GIVEN PROBLEM A
Decide whether each statement agrees with the book description below, and answer yes or no, quoting the words from the description that decide it: (i) Junie is twelve years old; (ii) Eve's town lies in the Missouri Ozarks; (iii) Eve's mother raised her in a farmhouse.

━━━━━ PASSAGE

The Familiar Dark

The Familiar Dark


In other places, the murder of two little girls would have blanketed the entire town in horror. Here, it was just another bad day.'

Eve Taggert's life has been spent steadily climbing away from her roots. Her mother, a hard and cruel woman who dragged her up in a rundown trailer park, was not who she wanted to be to her own daughter, Junie.

But 12-year old Junie is now dead. Found next to the body of her best friend in the park of their small, broken town. Eve has nothing left but who she used to be.

Despite the corrupt police force that patrol her dirt-poor town deep in the Missouri Ozarks, Eve is going to find what happened to her daughter. Even if it means using her own mother's cruel brand of strength to unearth secrets that don't want to be discovered and face truths it might be better not to know.

Everyone is a suspect.

Everyone has something to hide.

And someone will answer for her daughter's murder.

Our Review

When I read The Roanoke Girls a few years back I liked It, but I loved The Familiar DarkThe Familiar Dark was raw and powerful and left me wanting more. It was one of those books you finish and want to read it again straight away.

━━━━━━━━━━
━━━━━ MATERIAL TO PROCESS

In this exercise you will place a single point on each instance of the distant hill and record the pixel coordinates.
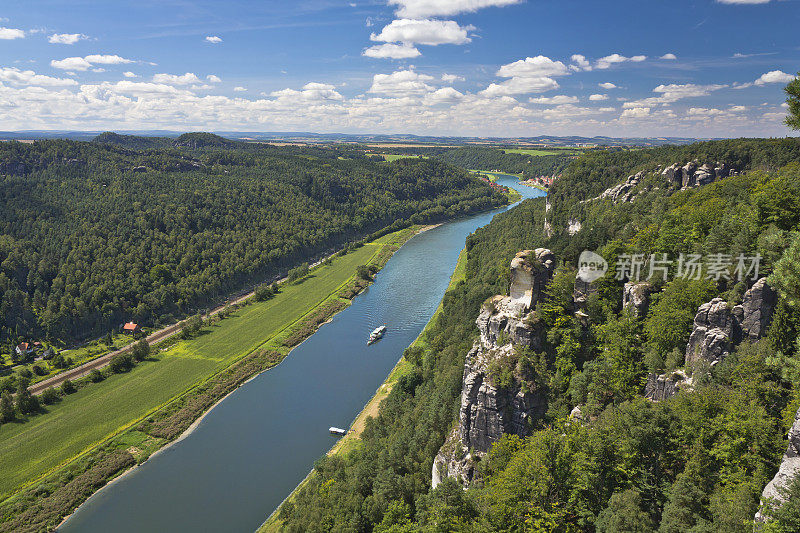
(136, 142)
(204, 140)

━━━━━━━━━━
━━━━━ MATERIAL TO PROCESS

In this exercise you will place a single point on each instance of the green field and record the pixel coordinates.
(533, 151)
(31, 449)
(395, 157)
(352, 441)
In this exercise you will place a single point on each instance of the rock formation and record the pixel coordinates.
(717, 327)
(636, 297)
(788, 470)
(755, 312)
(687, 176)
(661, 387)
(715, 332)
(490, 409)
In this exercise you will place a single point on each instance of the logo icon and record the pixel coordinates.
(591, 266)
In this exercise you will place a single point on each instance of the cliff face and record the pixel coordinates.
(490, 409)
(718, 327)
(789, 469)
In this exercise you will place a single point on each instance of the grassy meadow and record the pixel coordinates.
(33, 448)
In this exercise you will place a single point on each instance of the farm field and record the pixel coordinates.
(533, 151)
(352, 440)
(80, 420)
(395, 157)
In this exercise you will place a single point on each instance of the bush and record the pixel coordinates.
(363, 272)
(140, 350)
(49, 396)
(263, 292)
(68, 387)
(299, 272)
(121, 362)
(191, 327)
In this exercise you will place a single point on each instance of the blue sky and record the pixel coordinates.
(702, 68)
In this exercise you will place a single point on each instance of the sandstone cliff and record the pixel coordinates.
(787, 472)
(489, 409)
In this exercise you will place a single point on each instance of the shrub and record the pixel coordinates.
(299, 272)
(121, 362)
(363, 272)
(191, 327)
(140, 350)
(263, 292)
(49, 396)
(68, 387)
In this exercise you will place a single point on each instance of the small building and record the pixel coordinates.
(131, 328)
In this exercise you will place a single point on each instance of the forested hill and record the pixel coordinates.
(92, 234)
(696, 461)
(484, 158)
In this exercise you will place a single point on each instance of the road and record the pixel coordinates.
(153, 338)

━━━━━━━━━━

GIVEN PROBLEM B
Select and copy each line of the rows above that contains the word "field".

COMPLETE RESPONSE A
(i) Yes: "But 12-year old Junie is now dead."
(ii) Yes: "her dirt-poor town deep in the Missouri Ozarks"
(iii) No: "dragged her up in a rundown trailer park"

COMPLETE RESPONSE B
In this exercise you will place a single point on each instance of the green field and record the pixel coordinates.
In this exercise you will place a single point on each instance of the farm field and record the pixel coordinates.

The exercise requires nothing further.